## WHAT IS NEEDED
For every line below, output the text exactly and leave out images.

(Beginning of DATA RECORDS)

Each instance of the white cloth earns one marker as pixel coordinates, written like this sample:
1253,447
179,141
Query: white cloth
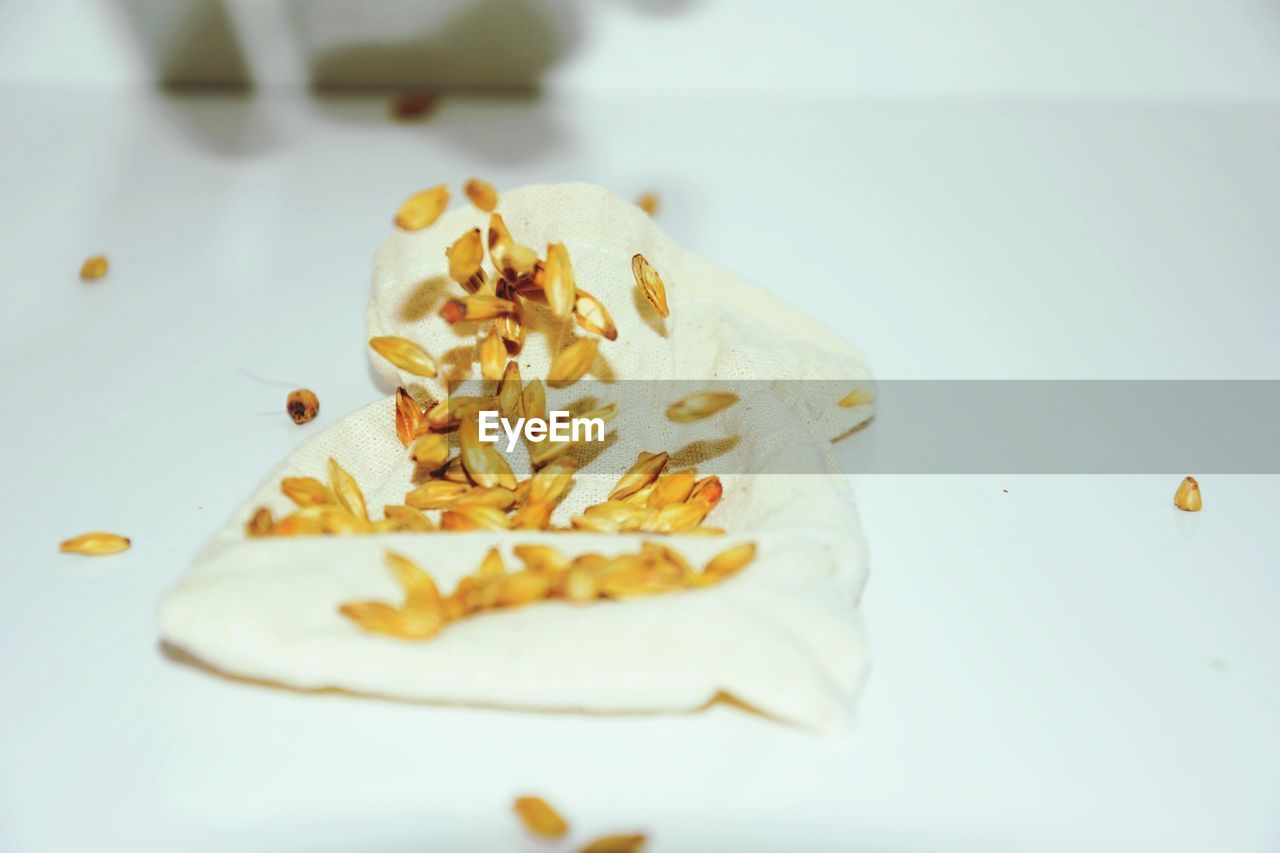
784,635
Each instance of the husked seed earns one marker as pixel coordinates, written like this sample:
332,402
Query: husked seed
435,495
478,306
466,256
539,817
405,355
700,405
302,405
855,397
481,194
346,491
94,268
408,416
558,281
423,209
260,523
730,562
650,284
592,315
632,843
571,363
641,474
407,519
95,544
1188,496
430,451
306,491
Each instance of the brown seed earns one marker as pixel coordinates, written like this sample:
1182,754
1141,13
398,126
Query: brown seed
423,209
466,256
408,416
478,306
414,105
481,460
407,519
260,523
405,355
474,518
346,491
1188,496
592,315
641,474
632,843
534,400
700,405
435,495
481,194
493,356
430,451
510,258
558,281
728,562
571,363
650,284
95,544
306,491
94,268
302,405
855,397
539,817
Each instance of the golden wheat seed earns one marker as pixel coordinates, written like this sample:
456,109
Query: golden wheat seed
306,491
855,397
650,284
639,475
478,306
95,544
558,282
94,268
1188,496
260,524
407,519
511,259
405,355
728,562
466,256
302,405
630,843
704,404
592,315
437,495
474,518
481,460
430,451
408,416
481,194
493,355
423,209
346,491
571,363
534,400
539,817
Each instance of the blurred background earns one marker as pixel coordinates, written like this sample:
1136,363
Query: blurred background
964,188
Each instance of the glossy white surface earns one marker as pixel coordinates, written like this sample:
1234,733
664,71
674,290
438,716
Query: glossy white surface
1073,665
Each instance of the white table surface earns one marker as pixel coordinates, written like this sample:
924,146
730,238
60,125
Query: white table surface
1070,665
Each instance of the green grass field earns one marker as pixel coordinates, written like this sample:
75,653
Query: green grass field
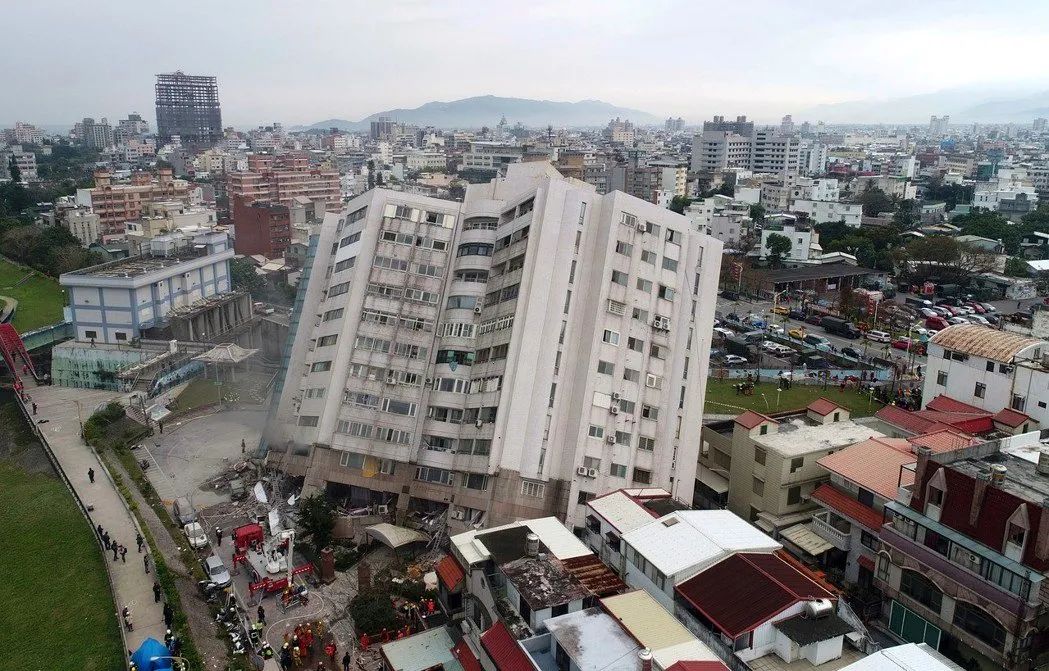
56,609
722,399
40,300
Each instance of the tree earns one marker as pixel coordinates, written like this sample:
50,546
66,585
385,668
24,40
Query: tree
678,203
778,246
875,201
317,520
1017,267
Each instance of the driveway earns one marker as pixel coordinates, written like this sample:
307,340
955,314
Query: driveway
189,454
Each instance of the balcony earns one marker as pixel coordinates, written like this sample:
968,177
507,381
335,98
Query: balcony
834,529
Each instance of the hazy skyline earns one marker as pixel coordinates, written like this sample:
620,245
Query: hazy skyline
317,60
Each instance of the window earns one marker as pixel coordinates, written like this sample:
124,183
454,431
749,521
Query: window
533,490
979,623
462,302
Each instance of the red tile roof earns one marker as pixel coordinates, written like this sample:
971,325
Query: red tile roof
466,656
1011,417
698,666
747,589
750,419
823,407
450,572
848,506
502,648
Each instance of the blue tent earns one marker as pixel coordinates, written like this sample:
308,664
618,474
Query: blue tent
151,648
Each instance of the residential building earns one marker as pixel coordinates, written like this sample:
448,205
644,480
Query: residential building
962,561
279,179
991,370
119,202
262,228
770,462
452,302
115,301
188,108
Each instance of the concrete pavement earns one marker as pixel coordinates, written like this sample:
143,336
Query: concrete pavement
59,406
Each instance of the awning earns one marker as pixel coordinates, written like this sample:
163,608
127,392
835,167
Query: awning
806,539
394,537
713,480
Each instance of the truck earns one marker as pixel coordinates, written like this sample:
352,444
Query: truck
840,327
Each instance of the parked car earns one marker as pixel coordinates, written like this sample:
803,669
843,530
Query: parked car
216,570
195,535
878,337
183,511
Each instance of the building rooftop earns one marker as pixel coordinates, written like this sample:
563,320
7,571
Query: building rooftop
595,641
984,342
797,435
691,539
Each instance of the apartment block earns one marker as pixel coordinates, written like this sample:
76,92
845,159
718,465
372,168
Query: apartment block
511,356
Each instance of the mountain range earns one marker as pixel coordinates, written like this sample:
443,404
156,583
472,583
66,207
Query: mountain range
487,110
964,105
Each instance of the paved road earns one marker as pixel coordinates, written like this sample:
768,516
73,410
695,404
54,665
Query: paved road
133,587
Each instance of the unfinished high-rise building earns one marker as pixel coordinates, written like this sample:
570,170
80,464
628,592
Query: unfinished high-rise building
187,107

(End of DATA RECORDS)

## ANSWER FOR THE TASK
Each instance of the white cloth earns one marker as pixel coordinates, written like this sample:
1253,447
179,141
Query: white cloth
784,635
Each instance of the husked seed earns one marker as pixel coordinates, written like this sample:
332,402
Query: husked seed
435,495
478,306
466,256
539,817
405,355
700,405
302,405
855,397
481,194
346,491
94,268
408,416
558,281
423,209
260,523
730,562
650,284
592,315
632,843
571,363
641,474
407,519
95,544
1188,496
430,451
306,491
Each instance of the brown seed earns one marker as pixel coordinates, written like this sample:
1182,754
1141,13
398,126
Query: brown seed
423,209
466,256
408,416
478,306
414,105
481,460
407,519
260,523
405,355
474,518
346,491
1188,496
592,315
641,474
632,843
534,400
700,405
435,495
481,194
493,356
430,451
510,258
558,281
728,562
571,363
650,284
95,544
306,491
94,268
302,405
855,397
539,817
Each instance of the golden wheat seed earns one marker as pixel coordinates, written like this sample:
456,109
Query: golden wheat seed
306,491
855,397
650,284
639,475
478,306
95,544
558,282
94,268
1188,496
260,524
407,519
511,259
405,355
728,562
466,256
302,405
630,843
704,404
592,315
437,495
474,518
481,460
430,451
408,416
481,194
493,355
423,209
346,491
571,363
534,400
539,817
Each instance of the blurred background earns one marker as pixel coordinates, written like this sample:
1136,363
Query: blurred background
964,188
Each instance of the glossy white surface earns one marker as pixel coordinates, written like this sample:
1234,733
664,71
674,290
438,716
Query: glossy white surface
1073,665
Each instance of the white table surface earns one marker as pixel coordinates, written like this sample:
924,146
730,238
60,125
Query: white table surface
1070,665
Each instance of the green grass field earns one marker as pixel coordinates, written like this sample:
75,653
Query: green grass field
56,609
722,399
40,300
Each instance of the tree earns one marker as pixel coordinates, written like this sample:
50,546
66,585
385,668
24,40
Query: tree
678,203
778,246
875,201
317,520
1017,267
Each instance of the driveway earns one marker as pixel coordinates, written like this sample:
307,340
955,314
Query: driveway
189,454
Each instance of the balcony earns one marker as pixel coordinates, written like this sample:
968,177
507,381
335,98
Query: balcony
834,529
Each instance of the hazy skyline earns one marker as pixel coordinates, written like this sample:
620,245
Query: hazy skyline
317,60
Each instance of the window earns one marker as pixel coordinates, written like this sample:
124,183
454,431
749,521
Query: window
533,490
979,623
462,302
Each instance of the red tile roof earns one marker as pixel coordinates, written like this sample:
971,325
Query: red tile roof
466,656
1011,417
698,666
747,589
750,419
823,407
450,572
848,506
502,648
Each instance of the blue tent earns one marker as pixel coordinates, written like this sample:
308,664
618,474
Query: blue tent
151,648
Each instance of the residential building earns one marker as pixel coordinates, written like this sample:
448,205
644,480
Query: residential building
962,561
279,179
991,370
119,202
262,228
770,462
452,302
115,301
188,108
Each instance of the concrete pavement earns one marker as pixel coordinates, written like this sample:
143,336
Query: concrete pavement
59,406
Each instance of the awning earns one marker as pixel coordinates, written like this sample:
163,608
127,392
835,167
Query: awning
806,539
394,537
713,480
Each instance of the truck earns one marker as pixel coordinates, written like this sample:
352,444
Query: truck
840,327
Each instance of the parked car earns one marker as pixel coordinates, written like this sample:
803,669
843,530
Query: parked car
216,570
195,535
878,337
183,511
Each instance of the building rooftop earns one marker as pixel coordinates, written like this sample:
563,320
7,571
Query: building rooftop
595,641
984,342
797,435
691,539
Each instance of the apartment block earns one marker as pixel coordinates, written like this sample:
76,92
845,159
718,465
372,168
Query: apartment block
511,356
Each instance of the mountain range earns one marker as pixel coordinates, written like this sample:
443,404
156,583
472,583
66,207
Query: mountain range
487,110
964,105
Each instance of the paved road earns one marker as pixel coordinates, written like this sample:
768,516
73,410
695,404
54,665
Query: paved road
133,587
Each instance of the unfinished high-rise building earns one marker as pixel coordinates, written like this sample:
570,170
80,464
628,592
Query: unfinished high-rise building
187,107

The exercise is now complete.